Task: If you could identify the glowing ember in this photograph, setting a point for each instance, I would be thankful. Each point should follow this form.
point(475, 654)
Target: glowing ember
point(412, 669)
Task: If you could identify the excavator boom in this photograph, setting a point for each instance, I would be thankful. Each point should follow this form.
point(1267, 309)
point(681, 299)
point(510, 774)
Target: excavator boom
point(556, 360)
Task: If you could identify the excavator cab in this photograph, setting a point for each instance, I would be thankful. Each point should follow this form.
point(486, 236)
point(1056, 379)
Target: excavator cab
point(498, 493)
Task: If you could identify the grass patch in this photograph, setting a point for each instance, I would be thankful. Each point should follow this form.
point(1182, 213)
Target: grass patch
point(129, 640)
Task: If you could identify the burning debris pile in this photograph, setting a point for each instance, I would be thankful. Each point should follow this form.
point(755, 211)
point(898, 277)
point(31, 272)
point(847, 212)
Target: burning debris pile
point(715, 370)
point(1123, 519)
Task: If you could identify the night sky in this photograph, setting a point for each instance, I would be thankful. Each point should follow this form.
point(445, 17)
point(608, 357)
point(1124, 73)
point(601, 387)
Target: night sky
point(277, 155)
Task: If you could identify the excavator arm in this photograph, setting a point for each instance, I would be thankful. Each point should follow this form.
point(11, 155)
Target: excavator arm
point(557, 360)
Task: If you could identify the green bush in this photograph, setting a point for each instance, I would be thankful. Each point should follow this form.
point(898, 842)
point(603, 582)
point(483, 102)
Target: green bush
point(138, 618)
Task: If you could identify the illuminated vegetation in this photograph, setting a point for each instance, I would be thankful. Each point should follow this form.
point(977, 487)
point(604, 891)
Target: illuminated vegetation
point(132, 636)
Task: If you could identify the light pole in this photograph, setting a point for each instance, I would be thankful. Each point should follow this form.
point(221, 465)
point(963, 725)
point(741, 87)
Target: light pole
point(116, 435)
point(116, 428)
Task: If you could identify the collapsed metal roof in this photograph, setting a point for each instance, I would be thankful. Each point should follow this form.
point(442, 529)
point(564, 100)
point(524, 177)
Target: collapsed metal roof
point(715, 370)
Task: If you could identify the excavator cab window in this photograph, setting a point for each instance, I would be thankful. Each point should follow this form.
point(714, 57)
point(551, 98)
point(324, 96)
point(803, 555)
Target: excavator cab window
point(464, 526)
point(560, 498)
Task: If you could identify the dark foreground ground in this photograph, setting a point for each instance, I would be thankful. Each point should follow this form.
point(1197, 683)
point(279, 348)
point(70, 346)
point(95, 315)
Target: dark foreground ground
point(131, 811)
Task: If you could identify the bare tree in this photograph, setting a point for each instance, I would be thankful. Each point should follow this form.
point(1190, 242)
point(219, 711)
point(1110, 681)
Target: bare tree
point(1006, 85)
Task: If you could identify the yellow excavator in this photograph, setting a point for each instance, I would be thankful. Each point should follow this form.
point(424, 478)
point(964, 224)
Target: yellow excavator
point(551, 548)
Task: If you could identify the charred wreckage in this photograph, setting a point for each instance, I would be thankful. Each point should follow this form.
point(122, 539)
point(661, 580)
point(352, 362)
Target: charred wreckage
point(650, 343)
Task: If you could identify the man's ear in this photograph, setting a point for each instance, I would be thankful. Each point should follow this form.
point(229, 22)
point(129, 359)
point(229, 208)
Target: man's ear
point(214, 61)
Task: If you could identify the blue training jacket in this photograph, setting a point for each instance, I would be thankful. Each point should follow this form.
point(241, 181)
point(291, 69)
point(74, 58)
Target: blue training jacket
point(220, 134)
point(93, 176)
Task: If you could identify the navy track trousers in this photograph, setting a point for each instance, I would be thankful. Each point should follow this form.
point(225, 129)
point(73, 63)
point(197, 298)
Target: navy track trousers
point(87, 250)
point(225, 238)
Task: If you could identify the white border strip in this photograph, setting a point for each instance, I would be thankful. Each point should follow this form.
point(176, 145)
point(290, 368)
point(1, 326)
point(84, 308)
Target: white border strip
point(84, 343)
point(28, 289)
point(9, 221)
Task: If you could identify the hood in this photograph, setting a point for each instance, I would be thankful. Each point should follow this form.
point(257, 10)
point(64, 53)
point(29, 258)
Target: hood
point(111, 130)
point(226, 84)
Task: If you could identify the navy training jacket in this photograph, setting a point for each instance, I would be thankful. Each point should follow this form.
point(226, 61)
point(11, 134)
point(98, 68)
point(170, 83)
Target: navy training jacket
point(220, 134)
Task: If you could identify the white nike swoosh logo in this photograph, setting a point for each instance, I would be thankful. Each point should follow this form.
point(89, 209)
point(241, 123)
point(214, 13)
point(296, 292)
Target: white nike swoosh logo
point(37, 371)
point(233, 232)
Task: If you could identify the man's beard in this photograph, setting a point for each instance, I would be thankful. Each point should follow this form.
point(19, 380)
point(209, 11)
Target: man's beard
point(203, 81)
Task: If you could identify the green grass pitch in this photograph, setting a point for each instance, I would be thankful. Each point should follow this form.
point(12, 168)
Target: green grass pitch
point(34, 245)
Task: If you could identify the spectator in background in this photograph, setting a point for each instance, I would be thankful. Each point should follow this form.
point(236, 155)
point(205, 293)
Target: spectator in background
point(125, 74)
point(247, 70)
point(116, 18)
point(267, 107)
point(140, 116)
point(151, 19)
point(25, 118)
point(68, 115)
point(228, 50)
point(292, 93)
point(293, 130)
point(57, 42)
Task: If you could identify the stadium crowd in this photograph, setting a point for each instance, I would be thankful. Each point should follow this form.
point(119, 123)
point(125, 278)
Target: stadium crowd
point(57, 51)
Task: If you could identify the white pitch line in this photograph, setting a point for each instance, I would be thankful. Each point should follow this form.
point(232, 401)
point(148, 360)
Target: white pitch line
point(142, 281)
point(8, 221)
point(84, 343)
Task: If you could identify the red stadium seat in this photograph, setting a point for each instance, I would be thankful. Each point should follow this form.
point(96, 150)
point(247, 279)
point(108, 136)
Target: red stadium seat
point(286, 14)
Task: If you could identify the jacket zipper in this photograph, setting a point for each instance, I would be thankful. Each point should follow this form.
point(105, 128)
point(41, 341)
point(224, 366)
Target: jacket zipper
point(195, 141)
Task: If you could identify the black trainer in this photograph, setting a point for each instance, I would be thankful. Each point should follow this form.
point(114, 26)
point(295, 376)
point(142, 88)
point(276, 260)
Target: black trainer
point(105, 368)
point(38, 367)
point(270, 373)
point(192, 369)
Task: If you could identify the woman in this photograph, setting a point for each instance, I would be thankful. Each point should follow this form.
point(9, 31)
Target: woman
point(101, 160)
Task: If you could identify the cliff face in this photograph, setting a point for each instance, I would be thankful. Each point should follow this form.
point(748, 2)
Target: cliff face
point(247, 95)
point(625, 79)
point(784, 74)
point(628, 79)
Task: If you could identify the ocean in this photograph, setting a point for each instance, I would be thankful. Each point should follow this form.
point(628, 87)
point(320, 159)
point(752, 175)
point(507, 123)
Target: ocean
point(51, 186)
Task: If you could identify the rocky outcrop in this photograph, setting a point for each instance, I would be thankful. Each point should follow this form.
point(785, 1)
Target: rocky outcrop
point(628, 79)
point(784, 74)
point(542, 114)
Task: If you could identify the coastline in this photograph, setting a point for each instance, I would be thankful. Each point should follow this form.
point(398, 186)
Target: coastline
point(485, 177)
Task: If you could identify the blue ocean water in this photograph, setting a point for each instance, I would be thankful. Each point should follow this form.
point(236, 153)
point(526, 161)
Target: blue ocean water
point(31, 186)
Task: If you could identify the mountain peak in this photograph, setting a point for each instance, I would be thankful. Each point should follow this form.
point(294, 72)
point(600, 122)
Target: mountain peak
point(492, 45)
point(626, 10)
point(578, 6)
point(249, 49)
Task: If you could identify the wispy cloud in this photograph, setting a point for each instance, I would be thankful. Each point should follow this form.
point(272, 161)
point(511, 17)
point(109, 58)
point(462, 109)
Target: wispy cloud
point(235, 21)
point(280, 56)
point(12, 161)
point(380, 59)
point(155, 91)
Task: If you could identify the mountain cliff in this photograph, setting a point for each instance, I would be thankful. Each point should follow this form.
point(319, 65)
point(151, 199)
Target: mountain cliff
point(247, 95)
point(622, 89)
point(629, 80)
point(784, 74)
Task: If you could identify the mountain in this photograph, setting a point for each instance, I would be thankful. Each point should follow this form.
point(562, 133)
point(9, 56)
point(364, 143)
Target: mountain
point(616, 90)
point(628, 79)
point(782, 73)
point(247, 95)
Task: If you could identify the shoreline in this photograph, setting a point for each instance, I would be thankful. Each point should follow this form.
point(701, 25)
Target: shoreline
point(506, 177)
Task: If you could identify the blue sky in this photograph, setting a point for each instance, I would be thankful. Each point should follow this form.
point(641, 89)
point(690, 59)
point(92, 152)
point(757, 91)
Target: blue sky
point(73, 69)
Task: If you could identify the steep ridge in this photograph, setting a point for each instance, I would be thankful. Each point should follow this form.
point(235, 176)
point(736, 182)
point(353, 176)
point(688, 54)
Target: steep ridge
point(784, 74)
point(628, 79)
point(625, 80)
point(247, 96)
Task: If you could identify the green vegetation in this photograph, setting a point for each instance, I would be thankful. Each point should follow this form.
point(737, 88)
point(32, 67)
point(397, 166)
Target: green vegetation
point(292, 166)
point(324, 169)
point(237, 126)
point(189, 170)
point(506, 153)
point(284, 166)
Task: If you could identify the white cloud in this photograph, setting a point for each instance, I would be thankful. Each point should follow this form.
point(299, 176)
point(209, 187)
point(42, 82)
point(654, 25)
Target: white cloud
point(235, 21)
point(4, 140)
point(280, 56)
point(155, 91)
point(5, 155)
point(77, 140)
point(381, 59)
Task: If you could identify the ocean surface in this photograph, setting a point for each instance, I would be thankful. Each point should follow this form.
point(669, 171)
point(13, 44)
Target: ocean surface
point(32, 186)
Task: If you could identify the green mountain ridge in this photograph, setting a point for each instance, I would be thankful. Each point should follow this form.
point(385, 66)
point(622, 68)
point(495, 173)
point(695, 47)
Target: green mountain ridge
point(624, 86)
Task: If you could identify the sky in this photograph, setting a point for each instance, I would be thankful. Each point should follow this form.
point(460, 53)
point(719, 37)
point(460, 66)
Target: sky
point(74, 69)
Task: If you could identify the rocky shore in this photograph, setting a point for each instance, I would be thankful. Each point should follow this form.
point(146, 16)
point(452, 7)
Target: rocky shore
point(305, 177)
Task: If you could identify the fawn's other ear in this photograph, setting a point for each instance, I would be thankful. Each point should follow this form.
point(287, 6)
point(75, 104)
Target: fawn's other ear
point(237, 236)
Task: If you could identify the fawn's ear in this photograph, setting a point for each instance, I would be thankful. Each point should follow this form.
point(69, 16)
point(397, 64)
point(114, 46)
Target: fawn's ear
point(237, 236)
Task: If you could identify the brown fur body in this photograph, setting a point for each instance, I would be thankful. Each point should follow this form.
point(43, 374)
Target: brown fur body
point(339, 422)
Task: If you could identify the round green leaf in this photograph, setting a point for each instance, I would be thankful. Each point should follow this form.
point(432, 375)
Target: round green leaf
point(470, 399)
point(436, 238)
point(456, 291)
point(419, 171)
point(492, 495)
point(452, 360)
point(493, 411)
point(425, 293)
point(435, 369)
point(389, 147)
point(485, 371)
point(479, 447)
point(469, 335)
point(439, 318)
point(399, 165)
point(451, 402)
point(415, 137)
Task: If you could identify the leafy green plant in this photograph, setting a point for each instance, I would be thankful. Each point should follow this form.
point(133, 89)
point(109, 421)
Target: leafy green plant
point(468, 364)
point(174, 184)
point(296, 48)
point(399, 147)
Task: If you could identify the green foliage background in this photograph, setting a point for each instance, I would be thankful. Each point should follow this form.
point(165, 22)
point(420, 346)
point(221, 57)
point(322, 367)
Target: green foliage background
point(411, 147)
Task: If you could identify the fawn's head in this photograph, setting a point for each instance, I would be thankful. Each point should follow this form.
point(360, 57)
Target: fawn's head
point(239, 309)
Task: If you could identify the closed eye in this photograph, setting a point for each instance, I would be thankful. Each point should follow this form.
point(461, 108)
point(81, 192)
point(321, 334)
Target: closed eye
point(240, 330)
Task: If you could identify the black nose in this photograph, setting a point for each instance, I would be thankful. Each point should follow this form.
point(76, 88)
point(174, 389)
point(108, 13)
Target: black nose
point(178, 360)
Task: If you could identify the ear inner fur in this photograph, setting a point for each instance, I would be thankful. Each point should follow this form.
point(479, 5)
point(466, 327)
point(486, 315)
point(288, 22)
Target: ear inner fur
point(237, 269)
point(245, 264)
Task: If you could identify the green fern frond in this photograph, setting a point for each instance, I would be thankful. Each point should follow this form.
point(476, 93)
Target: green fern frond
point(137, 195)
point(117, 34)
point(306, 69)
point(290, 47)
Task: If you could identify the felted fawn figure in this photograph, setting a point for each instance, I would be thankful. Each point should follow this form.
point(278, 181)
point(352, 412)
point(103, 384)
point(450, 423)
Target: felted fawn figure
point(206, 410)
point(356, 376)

_ _ _

Only the lines from the first line of the material above through the line that contains "point(1182, 213)" should be quoted, each one exactly.

### REPLY
Task: If you could identify the glowing ember in this photograph, setting a point for each instance, I would be thankful. Each point should follow this form.
point(475, 654)
Target: glowing ember
point(412, 669)
Task: If you could identify the excavator boom in this photograph, setting a point for each instance, I would be thankful. Each point should follow this form.
point(1267, 309)
point(681, 299)
point(510, 774)
Target: excavator boom
point(556, 360)
Task: If you could identify the excavator cab in this photograph, setting a point for each instance, I would be thankful. Each point should follow this form.
point(486, 236)
point(1056, 379)
Target: excavator cab
point(498, 493)
Task: If you could identify the grass patch in this photograph, setting a point for each instance, I would be thankful. Each point should follow this form.
point(1182, 213)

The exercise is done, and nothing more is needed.